Records drawn from a dataset:
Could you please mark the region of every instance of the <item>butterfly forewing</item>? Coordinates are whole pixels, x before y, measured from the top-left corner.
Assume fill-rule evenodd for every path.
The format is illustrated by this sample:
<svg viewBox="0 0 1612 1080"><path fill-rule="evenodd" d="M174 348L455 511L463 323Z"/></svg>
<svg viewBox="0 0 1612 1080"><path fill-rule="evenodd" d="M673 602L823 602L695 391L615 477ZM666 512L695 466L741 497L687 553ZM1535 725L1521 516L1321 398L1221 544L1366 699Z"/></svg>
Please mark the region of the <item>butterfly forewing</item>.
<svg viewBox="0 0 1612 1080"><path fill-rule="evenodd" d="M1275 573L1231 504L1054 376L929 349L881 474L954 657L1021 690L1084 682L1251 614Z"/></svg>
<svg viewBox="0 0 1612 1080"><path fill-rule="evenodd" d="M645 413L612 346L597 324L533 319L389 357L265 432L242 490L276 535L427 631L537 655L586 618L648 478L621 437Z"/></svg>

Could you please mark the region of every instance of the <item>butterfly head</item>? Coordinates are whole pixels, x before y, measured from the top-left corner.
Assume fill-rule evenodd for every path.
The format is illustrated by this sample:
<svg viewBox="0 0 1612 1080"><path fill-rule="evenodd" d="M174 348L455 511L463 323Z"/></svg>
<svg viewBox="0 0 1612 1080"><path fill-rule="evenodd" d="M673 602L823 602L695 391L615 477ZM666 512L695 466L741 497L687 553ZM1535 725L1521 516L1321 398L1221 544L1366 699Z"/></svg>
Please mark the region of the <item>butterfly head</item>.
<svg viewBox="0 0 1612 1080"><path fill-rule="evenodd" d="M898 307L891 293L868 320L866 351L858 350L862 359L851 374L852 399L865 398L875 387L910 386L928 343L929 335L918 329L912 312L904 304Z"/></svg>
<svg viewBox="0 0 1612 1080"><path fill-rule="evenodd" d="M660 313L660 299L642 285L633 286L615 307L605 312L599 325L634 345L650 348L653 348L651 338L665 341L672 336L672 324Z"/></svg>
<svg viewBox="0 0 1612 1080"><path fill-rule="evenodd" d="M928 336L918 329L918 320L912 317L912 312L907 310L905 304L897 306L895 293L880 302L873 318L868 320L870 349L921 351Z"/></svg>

◆ Your task:
Repeat all the records. Match each line exactly.

◆ Answer area:
Could you please mark the region of every instance of the <item>butterfly forewing</item>? Coordinates are whole pixels, x before y, measured from the top-left corner.
Assume fill-rule evenodd for every path.
The format is illustrated by this sample:
<svg viewBox="0 0 1612 1080"><path fill-rule="evenodd" d="M174 348L455 511L463 323Z"/></svg>
<svg viewBox="0 0 1612 1080"><path fill-rule="evenodd" d="M673 602L823 602L695 391L615 477ZM666 512L695 466L741 497L687 553ZM1535 725L1521 516L1321 398L1221 544L1366 699Z"/></svg>
Please mark the region of the <item>butterfly forewing</item>.
<svg viewBox="0 0 1612 1080"><path fill-rule="evenodd" d="M1275 573L1231 504L1054 376L929 349L881 474L954 657L1021 690L1084 682L1251 614Z"/></svg>
<svg viewBox="0 0 1612 1080"><path fill-rule="evenodd" d="M645 413L612 346L597 324L533 319L389 357L265 432L242 490L276 535L427 631L537 655L586 618L648 478L621 437Z"/></svg>

Could you please mark the region of every instance of the <item>butterfly head</item>? Coordinates are whole pixels, x before y, measured from the top-left corner.
Assume fill-rule evenodd for every path.
The format is illustrated by this sample:
<svg viewBox="0 0 1612 1080"><path fill-rule="evenodd" d="M174 348L455 511L463 323Z"/></svg>
<svg viewBox="0 0 1612 1080"><path fill-rule="evenodd" d="M673 602L823 602L695 391L615 477ZM666 512L695 466L741 497L687 553ZM1535 725L1521 516L1321 398L1221 544L1366 699Z"/></svg>
Please mark the region of the <item>butterfly head</item>.
<svg viewBox="0 0 1612 1080"><path fill-rule="evenodd" d="M898 307L891 293L868 320L866 351L858 350L862 359L851 374L852 399L865 398L875 387L910 386L928 343L929 335L918 329L912 312L904 304Z"/></svg>
<svg viewBox="0 0 1612 1080"><path fill-rule="evenodd" d="M660 313L660 299L642 285L633 286L615 307L605 312L599 325L634 345L650 348L653 348L651 338L665 341L672 336L672 324Z"/></svg>
<svg viewBox="0 0 1612 1080"><path fill-rule="evenodd" d="M928 336L918 329L918 320L912 317L912 312L907 310L905 304L897 306L895 293L880 302L873 318L868 320L870 349L921 351Z"/></svg>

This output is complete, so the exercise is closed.